Tasks to perform ->
**A.** In the post about erasing fearful memories, retype the passage that begins with the words "But when the" and ends after the words "amygdala, Huganir says.".
**B.** According to the post about erasing fearful memories, how long was the window during which New York University researchers found the original memory could be permanently altered?

Excerpted text ->
== Segment start ==

Saturday, October 30, 2010

NPR - Brain Molecule May Offer Key to Erasing Fearful Memories

Nice segment, scary idea. I can see the value in erasing traumatic memories for those suffering from PTSD, but then I see the technology being used in all the wrongs ways, as in the film, Eternal Sunshine of the Spotless Mind.

Scientists have discovered a molecule in the brain that may help erase the fearful memories that afflict people with post-traumatic stress disorder.

A drawing of a human brain showing the amygdala in red.

Red marks the amygdala.

The substance, described in an online edition of the journal Science, was found in mice. But it's part of a memory system that seems to work the same way in people.

Roger Clem and Richard Huganir of the Johns Hopkins University School of Medicine made the discovery while studying mice conditioned to associate a particular sound with an electric shock.

"If they hear the tone the next day, or even weeks later, the mouse will freeze" because it will bring up the fearful memory of the shock, Huganir tells Shots.

Clem and Huganir wanted to understand how that fearful memory is created.

So they studied the brains of mice that had just gone through fear conditioning. And they noticed that an unusual protein appeared in the amygdala, a part of the brain involved in emotions.

That molecule remained for only a few days and appeared to strengthen the brain circuit responsible for maintaining the fearful memory.

But when the researchers eliminated the protein during this period, mice lost their fearful memory. Forever.

The trick was to eliminate the protein soon after a fearful incident, Huganir says.

"Maybe this is a window of time when behavioral therapy would work much better," Huganir says, adding that it may also be possible to eliminate the protein with drugs.

And he says research on people suggests that it may be possible to create a new window for treatment by having people deliberately recall a fearful memory.

Researchers from New York University found that when people did that, there was a 6-hour window in which the original memory could be altered permanently through behavioral techniques.

Experiments in rodents suggest that's because the molecule involved in fear memories appears once again in the amygdala, Huganir says.

If so, he says, it may be possible to eliminate a person's unwanted memory during the critical period by giving a drug that interferes with the fear molecule.

== Segment end ==

Record excerpts ->
== Segment start ==

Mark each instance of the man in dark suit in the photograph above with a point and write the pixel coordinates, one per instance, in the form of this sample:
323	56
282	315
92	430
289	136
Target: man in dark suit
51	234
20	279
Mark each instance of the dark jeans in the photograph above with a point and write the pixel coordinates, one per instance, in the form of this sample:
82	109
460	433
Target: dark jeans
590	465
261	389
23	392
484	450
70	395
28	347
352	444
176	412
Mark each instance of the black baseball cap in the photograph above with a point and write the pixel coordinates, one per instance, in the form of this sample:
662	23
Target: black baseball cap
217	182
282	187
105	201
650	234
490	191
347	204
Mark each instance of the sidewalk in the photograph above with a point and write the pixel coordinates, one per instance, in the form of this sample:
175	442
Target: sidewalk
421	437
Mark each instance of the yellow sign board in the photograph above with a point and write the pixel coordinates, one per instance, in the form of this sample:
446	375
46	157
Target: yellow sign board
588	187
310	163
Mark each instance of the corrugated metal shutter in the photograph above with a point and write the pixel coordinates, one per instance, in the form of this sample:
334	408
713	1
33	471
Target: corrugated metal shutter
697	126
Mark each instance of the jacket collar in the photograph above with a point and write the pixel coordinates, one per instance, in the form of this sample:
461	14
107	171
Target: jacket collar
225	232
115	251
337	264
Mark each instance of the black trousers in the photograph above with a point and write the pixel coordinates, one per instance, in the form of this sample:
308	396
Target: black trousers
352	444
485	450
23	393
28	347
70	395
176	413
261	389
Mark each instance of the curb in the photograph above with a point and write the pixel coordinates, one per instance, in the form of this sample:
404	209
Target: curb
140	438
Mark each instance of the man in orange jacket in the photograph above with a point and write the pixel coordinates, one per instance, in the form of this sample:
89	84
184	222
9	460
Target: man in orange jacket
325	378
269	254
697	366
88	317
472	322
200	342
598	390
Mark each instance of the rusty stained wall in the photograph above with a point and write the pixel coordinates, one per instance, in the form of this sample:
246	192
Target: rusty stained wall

== Segment end ==

Answers by item ->
**A.**
But when the researchers eliminated the protein during this period, mice lost their fearful memory. Forever.

The trick was to eliminate the protein soon after a fearful incident, Huganir says.

"Maybe this is a window of time when behavioral therapy would work much better," Huganir says, adding that it may also be possible to eliminate the protein with drugs.

And he says research on people suggests that it may be possible to create a new window for treatment by having people deliberately recall a fearful memory.

Researchers from New York University found that when people did that, there was a 6-hour window in which the original memory could be altered permanently through behavioral techniques.

Experiments in rodents suggest that's because the molecule involved in fear memories appears once again in the amygdala, Huganir says.

**B.** 6 hours